#### Extracted text
***

= DEMIAP =

Military intelligence organization of the Democratic Republic of the Congo

DEMIAP (Détection Militaire des Activités Anti-Patrie – Military Detection of Antipatriotic Activities) was the military intelligence organization of the Democratic Republic of the Congo. According to Belgian official sources in 2002, it falls under the authority, 'at least officially', of the chief of staff of Congolese Armed Forces (Forces armées congolaises, FAC), now succeeded by the FARDC.
it was divided in two departements:
- DEMIAP/Extérieur: External security
- DEMIAP/Intérieur: Internal security

The DEMIAP succeeded to the Military Action and Intelligence Service (Service d'action et de renseignements militaires, SARM) that was created in 1986 with the main goal of reorganizing military intelligence gathering and create a deployable force capable to smash any threat internal ou external (Régiment d'Action Commando). His staff was estimated between 1500 and 2000 employees and was headed by then Colonel Mahele Lieko with several deputies:
- in charge of Action,
- in charge of Administration and
- in charge of Research.

It is now known since 2003 as General Staff of Military Intelligence.

==List of commanders of SARM/DEMIAP==
1. Général Bonsange Bompese Bakola Ernest ( 1985 - 1986 )
2.Général MAHELE LIEKO(1985–1991)

3. General BOLOZI GBUDU (1995–1997)

4. General SIKATENDA SHABANI (1997–1998)

5. Colonel DAMAS KABULO MYDIA VITA (1998–2001)

6. General DIEUDONNÉ KAYEMBE MBANDAKULU (2002–2003)

7. General DIDIER ETUMBA LONGILA (2003–2007)

8. General KITENGE TUNDWA (2007–2013)

9. General JEAN CLAUDE YAV KABEJ (2013–2014)

10. General TAGE TAGE (2014–2015)

11. General DELPHIN KAHIMBI (2015-...)

Three of its previous commanders, General MAHELE LIEKO, General Dieudonné Mbandakulu and Didier Etumba Longila, later assumed the Chief of Staff of the FARDC (ex-FAZ).

***

#### Supplied information
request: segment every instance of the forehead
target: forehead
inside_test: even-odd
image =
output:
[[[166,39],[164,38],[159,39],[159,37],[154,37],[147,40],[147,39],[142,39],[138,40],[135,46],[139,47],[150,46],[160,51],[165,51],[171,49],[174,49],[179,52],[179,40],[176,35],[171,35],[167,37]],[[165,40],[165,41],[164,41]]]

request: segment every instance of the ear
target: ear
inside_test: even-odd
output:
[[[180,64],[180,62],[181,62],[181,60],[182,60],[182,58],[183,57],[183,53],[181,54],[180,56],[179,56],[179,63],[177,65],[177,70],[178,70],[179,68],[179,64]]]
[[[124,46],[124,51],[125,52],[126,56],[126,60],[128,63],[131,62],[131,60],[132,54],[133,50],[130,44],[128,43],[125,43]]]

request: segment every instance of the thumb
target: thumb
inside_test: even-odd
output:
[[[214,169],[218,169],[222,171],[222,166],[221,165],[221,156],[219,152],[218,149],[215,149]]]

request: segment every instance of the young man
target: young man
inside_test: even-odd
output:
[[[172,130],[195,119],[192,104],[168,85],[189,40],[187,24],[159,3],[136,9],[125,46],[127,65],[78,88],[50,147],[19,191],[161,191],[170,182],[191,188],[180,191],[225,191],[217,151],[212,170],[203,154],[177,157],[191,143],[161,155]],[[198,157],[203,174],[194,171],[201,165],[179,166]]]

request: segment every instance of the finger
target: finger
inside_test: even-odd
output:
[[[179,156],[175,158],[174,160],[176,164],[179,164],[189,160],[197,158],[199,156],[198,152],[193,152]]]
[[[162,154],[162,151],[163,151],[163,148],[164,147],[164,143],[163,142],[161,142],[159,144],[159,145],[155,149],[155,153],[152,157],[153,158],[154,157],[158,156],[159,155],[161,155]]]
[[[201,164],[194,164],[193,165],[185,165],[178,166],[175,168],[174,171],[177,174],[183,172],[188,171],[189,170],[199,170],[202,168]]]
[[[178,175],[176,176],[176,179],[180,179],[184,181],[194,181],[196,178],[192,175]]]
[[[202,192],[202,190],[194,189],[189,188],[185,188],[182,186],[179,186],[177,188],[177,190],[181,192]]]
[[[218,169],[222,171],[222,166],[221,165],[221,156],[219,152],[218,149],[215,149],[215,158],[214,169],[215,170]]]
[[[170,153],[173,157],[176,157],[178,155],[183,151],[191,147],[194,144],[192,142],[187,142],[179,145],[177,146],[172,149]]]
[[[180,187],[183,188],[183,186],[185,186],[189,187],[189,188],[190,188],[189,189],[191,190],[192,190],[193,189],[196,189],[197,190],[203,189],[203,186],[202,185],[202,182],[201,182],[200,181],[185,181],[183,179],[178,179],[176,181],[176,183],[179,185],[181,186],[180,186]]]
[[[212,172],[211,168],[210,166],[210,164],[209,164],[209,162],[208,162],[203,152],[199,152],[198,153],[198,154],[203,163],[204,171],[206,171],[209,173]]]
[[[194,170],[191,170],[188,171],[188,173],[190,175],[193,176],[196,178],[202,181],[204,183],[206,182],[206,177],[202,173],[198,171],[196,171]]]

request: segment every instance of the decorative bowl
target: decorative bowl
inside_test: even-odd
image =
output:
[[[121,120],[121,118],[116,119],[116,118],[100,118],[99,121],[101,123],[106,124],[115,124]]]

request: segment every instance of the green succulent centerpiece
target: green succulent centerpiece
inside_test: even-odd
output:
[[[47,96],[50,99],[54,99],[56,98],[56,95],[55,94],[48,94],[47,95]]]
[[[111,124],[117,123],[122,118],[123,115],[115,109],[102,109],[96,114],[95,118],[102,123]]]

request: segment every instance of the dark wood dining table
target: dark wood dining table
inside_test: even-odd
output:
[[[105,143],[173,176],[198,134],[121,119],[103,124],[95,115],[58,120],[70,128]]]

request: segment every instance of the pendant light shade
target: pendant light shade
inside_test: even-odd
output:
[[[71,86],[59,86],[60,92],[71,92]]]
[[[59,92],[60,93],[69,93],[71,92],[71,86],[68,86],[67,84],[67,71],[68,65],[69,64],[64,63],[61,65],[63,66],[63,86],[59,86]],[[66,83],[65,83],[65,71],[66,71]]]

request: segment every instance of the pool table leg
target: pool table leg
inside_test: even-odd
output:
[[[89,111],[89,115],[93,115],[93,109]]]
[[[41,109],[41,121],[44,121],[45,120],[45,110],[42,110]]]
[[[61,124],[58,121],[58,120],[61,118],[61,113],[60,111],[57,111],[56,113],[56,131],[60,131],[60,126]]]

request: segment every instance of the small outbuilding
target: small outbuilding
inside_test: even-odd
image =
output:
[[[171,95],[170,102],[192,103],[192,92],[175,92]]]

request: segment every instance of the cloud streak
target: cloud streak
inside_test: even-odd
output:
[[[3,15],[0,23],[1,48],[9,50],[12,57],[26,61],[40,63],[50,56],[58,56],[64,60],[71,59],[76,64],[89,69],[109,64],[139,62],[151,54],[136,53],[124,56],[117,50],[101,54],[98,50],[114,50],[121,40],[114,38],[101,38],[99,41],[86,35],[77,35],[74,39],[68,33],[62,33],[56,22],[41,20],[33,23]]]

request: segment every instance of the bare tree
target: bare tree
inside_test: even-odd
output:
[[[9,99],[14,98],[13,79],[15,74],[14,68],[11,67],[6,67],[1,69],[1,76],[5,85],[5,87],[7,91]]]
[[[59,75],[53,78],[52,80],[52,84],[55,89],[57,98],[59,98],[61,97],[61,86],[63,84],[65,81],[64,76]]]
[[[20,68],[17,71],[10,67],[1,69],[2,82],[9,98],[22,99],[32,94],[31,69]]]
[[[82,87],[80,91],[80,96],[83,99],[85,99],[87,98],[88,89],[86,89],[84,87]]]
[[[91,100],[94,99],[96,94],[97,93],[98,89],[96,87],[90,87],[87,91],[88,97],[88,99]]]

***

#### Exercise tasks
a: Summarize the text on DEMIAP in two sentences.
b: Reproduce the text on DEMIAP verbatim, starting at "it was divided" and ending at "1985 - 1986 )".
The records above are separate material, apart from the text on DEMIAP.

#### Answers for the exercise
a: DEMIAP was the military intelligence organization of the Democratic Republic of the Congo. It was divided into external and internal security departments, succeeded the Military Action and Intelligence Service (SARM) created in 1986, and has been known since 2003 as the General Staff of Military Intelligence.

b:
it was divided in two departements:
- DEMIAP/Extérieur: External security
- DEMIAP/Intérieur: Internal security

The DEMIAP succeeded to the Military Action and Intelligence Service (Service d'action et de renseignements militaires, SARM) that was created in 1986 with the main goal of reorganizing military intelligence gathering and create a deployable force capable to smash any threat internal ou external (Régiment d'Action Commando). His staff was estimated between 1500 and 2000 employees and was headed by then Colonel Mahele Lieko with several deputies:
- in charge of Action,
- in charge of Administration and
- in charge of Research.

It is now known since 2003 as General Staff of Military Intelligence.

==List of commanders of SARM/DEMIAP==
1. Général Bonsange Bompese Bakola Ernest ( 1985 - 1986 )